BEGIN SUPPLIED MATERIAL

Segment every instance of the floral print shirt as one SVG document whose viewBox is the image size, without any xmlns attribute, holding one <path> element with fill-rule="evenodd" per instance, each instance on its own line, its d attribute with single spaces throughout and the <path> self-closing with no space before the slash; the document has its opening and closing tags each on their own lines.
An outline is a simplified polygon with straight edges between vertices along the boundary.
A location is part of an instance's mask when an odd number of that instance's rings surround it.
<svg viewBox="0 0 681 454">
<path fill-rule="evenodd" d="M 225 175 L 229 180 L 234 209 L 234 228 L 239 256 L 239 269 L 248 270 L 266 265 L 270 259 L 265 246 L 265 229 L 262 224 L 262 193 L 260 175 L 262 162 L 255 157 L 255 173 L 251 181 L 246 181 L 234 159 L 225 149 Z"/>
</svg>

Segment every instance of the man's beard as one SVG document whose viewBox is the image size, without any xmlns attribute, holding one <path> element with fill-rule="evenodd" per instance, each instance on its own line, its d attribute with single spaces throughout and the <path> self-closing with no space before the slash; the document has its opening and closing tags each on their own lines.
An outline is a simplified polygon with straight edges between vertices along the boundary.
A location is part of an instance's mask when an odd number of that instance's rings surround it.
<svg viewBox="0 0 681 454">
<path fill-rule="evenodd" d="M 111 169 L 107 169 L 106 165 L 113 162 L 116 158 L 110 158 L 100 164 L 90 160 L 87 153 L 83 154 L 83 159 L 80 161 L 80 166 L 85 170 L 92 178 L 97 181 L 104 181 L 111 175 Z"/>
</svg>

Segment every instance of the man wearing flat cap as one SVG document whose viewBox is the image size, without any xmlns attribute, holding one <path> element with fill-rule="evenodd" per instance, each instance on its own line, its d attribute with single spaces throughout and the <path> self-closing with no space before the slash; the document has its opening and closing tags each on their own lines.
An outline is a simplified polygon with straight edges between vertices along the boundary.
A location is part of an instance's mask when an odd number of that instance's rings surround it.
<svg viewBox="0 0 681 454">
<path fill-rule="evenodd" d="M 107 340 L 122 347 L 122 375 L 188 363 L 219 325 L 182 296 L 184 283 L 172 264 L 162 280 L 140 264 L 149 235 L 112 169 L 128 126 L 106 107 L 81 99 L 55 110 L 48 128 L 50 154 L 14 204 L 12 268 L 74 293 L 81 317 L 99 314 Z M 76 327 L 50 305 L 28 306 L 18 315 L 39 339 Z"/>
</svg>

END SUPPLIED MATERIAL

YOUR GOAL
Here the answer is the exact run of lines above, from the line with "Segment every instance of the man wearing" down to the last, and nothing else.

YOUR RESPONSE
Segment every instance of the man wearing flat cap as one SVG document whose viewBox is the image size, without any xmlns attribute, holding one <path> element with fill-rule="evenodd" per instance, each instance on its own line, its d attribute with single spaces throughout and the <path> self-closing with no space before the slash; the document has its opening and closing tags each on their own lines.
An outline is a simplified polygon with straight edges between vertices along the boundary.
A location is part of an instance's mask when an odd number of that instance's rings surround it.
<svg viewBox="0 0 681 454">
<path fill-rule="evenodd" d="M 107 340 L 122 347 L 122 375 L 188 363 L 219 325 L 182 296 L 184 283 L 172 264 L 162 280 L 140 264 L 149 235 L 112 169 L 128 126 L 106 107 L 81 99 L 55 110 L 48 128 L 50 154 L 14 204 L 12 268 L 74 293 L 81 317 L 99 314 Z M 76 327 L 50 305 L 28 306 L 18 315 L 39 339 Z"/>
</svg>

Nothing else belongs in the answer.